§ Task: Every line containing "negative" should be copied out. Go through the entries and find them.

§ Data shown:
|---|

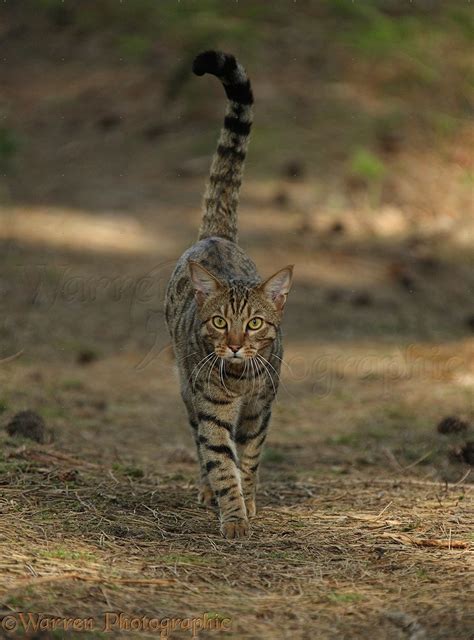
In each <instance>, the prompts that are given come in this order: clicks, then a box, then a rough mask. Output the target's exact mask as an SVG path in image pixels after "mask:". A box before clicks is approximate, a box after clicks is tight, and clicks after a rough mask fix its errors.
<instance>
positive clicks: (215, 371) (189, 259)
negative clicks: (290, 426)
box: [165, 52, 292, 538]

|---|

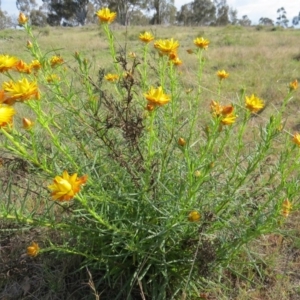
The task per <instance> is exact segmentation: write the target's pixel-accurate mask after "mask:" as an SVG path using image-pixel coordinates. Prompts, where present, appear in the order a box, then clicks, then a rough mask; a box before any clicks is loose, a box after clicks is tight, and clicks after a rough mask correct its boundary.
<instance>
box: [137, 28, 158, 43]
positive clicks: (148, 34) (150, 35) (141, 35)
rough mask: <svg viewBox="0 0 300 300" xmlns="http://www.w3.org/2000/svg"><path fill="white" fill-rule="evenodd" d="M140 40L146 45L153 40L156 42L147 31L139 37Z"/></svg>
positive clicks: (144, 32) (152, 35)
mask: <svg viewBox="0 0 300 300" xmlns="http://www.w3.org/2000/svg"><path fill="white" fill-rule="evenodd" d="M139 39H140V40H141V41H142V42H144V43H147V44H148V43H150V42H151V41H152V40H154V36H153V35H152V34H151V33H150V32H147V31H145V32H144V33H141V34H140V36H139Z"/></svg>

|---|

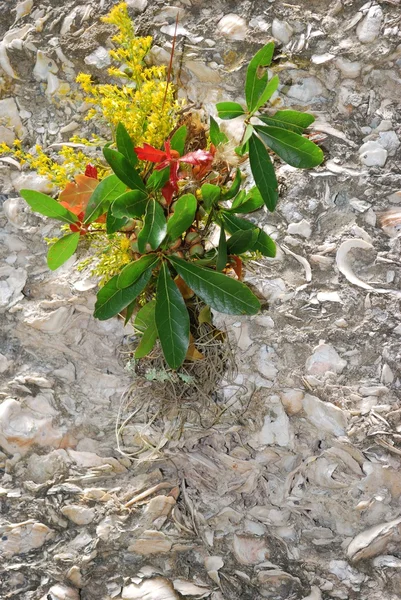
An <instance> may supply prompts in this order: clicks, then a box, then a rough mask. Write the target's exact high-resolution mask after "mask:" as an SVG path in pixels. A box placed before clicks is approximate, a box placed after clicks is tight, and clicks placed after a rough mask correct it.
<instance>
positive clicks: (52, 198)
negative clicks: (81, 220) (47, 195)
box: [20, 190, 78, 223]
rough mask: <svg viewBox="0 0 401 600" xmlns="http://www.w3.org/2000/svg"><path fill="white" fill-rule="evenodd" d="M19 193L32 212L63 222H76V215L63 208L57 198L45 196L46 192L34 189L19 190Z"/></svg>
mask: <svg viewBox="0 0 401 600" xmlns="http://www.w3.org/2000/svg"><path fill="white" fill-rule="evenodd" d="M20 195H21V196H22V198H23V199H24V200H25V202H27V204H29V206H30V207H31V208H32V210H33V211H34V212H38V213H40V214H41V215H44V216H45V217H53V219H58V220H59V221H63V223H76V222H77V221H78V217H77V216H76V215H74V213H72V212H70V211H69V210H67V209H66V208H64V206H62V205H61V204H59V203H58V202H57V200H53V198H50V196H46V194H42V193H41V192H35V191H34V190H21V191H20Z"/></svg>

|---|

§ Expected answer:
negative clicks: (290, 426)
negative clicks: (81, 220) (47, 195)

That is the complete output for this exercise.